==== Segmento do documento ====

“Esta manhã [ao saber da notícia da morte] senti uma coisa, senti que acabou, que, com [a morte de] este homem, acaba também uma época, uma utopia. Senti isso, emocionalmente. Senti a perda, o desaparecimento. Já não vai ser possível falar com ele”, afirmou Isabel do Carmo a agência Lusa.
Para a antiga dirigente do extinto do Partido Revolucionário do Proletariado (PRP), movimento que exerceu actividade clandestina através das suas Brigadas Revolucionárias (no PRP-BR), Otelo é, juntamente com Vasco Lourenço, “o dirigente do 25 de abril [de 1974], do Movimento dos Capitães e do derrube da ditadura”.
“Esse é o Otelo, que depois foi general. Na altura do 25 de Abril [de 1974] era capitão, que dirigiu o movimento militar — não foi um golpe militar – com Vasco Lourenço [que, na altura, estava preso nos Açores]”, sustentou.

==== Dados apresentados ====

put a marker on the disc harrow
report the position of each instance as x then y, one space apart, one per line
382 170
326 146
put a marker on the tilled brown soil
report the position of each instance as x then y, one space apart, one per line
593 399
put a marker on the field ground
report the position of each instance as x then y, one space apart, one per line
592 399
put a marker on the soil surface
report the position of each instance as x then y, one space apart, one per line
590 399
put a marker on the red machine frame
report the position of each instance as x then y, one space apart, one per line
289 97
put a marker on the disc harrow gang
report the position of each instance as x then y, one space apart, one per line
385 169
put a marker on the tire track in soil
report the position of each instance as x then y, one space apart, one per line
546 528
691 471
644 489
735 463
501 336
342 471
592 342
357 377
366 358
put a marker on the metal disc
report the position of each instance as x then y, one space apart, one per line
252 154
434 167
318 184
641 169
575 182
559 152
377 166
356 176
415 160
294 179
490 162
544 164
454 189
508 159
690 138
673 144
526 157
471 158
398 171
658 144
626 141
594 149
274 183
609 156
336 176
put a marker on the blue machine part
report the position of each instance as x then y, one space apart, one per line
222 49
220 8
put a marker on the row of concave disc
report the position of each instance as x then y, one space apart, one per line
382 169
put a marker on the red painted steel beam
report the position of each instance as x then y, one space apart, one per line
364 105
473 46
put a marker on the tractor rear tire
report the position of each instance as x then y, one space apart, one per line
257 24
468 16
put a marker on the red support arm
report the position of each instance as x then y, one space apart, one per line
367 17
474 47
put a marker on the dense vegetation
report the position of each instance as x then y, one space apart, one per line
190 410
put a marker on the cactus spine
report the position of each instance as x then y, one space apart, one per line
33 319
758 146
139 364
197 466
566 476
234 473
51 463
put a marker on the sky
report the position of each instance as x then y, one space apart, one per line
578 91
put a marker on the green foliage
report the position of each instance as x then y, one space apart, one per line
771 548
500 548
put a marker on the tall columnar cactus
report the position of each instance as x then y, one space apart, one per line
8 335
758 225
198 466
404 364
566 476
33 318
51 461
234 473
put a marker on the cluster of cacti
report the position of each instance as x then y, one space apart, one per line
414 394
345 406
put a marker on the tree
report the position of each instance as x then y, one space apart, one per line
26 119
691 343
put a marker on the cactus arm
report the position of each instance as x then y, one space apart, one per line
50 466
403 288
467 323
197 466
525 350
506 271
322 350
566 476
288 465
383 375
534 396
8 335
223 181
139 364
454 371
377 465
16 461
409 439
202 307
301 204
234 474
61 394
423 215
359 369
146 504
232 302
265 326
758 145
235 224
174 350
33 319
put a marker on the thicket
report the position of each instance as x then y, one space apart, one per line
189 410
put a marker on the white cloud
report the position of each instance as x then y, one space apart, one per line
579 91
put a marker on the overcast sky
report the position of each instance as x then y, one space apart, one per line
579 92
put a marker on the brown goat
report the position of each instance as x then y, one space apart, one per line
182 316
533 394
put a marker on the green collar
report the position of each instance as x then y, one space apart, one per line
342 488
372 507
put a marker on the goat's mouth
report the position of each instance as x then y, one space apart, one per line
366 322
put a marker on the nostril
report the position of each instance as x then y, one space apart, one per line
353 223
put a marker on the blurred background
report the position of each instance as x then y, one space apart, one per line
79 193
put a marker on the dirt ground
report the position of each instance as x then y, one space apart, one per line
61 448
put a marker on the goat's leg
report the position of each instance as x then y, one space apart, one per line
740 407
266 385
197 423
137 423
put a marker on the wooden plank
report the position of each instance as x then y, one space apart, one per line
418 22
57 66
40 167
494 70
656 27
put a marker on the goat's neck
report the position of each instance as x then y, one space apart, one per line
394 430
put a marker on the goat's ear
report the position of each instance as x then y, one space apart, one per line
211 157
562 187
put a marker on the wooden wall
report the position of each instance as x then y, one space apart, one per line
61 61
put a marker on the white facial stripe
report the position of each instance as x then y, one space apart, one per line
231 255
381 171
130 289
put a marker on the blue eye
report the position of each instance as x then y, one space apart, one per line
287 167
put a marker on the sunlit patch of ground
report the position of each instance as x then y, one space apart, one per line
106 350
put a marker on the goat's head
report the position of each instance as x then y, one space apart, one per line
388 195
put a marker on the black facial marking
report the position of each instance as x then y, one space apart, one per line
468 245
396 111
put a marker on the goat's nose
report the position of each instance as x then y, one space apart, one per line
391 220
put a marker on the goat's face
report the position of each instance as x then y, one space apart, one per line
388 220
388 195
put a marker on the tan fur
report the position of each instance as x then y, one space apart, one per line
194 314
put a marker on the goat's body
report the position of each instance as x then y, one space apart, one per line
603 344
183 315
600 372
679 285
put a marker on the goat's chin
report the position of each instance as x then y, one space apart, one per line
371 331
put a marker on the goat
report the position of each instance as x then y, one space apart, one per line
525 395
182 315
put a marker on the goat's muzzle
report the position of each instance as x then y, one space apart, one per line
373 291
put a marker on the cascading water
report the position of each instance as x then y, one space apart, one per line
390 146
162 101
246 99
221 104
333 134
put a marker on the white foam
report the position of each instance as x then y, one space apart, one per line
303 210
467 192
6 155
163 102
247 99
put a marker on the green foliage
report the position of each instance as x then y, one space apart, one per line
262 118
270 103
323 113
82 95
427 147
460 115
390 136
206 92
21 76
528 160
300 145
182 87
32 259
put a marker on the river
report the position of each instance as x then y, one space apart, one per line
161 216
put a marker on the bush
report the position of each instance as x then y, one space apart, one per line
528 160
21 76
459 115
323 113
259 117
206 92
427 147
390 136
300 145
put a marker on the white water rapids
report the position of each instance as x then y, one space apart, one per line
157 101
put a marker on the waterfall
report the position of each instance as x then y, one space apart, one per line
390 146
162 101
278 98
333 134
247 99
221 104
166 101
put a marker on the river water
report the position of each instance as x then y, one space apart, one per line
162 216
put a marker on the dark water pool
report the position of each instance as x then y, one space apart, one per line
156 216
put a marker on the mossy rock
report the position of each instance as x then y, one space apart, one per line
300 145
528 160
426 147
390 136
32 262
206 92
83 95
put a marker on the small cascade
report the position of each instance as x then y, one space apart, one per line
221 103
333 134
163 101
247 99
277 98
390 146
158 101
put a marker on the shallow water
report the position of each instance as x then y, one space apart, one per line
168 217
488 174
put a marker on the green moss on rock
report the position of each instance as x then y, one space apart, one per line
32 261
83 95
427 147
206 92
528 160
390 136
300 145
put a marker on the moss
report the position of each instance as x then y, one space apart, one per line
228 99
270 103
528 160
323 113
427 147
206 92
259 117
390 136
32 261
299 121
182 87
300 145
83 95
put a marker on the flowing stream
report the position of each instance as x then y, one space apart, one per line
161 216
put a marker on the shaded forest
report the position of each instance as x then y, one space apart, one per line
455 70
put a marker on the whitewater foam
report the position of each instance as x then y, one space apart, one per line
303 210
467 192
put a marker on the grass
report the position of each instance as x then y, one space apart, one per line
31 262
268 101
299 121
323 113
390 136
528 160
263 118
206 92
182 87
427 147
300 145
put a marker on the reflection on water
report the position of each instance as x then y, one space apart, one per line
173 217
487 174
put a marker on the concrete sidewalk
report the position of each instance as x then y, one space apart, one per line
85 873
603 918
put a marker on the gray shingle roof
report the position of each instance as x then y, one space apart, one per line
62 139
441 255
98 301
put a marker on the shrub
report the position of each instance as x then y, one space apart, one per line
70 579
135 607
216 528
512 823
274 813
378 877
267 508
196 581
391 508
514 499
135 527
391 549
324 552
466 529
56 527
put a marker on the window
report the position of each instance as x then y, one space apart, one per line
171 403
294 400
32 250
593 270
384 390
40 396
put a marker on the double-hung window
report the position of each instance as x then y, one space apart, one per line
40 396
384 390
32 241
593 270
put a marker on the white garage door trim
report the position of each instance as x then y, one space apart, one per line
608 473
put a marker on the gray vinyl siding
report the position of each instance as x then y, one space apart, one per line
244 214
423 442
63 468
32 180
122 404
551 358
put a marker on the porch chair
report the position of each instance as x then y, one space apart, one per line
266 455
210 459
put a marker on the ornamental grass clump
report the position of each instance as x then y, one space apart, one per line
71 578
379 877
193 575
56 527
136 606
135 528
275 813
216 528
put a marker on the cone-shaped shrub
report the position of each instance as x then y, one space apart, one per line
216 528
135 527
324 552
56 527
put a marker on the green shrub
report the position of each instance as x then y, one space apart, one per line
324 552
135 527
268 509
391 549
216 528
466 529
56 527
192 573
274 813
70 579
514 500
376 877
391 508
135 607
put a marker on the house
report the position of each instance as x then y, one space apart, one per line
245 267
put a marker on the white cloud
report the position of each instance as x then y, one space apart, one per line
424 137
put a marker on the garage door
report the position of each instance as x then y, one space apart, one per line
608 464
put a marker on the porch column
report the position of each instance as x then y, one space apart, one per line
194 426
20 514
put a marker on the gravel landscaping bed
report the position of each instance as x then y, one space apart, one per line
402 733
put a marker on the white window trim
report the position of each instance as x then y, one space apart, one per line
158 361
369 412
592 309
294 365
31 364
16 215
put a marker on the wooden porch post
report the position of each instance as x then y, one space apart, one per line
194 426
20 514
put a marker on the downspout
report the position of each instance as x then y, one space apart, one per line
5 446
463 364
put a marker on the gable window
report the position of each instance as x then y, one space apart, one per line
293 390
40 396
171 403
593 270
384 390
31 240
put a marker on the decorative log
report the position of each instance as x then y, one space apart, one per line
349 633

====

** Exercícios a realizar **
A: No excerto sobre a reação de Isabel do Carmo à morte de Otelo, por que motivo ela sentiu que algo tinha acabado?
B: Prossiga o excerto sobre a reação de Isabel do Carmo à morte de Otelo, começando logo depois da última frase apresentada.

** Respostas às tarefas **
A: Porque, com a morte de Otelo, acaba também uma época, uma utopia.

B:
“Tivemos mais de 40 anos de ditadura, tivemos uma resistência continuada contra a ditadura e contra o fascismo, repetida, desgastante, com muita repressão, mas foi preciso um movimento que fizesse mesmo uma rotura e que derrubasse a ditadura pela força. Tinha de ser pela força”, acrescentou.
Isabel do Carmo, médica de Endocrinologia, Diabetes e Nutrição e professora na Faculdade de Medicina de Lisboa, onde se licenciou e doutorou, lembrou a liderança de Otelo no Comando Operacional do Continente (COPCON) durante o Processo Revolucionário em Curso (PREC).
“É, depois, aquele que afastou as chefias mais tradicionais e foi o chefe do COPCON e o COPCON, como movimento, foi quem apoiou os que estavam em baixo: os trabalhadores, as pessoas que estavam sem casa, as pessoas que estavam a ser exploradas nos campos. Esse é o Otelo. E é essa figura que preservo e que acho que o país deve preservar”, argumentou.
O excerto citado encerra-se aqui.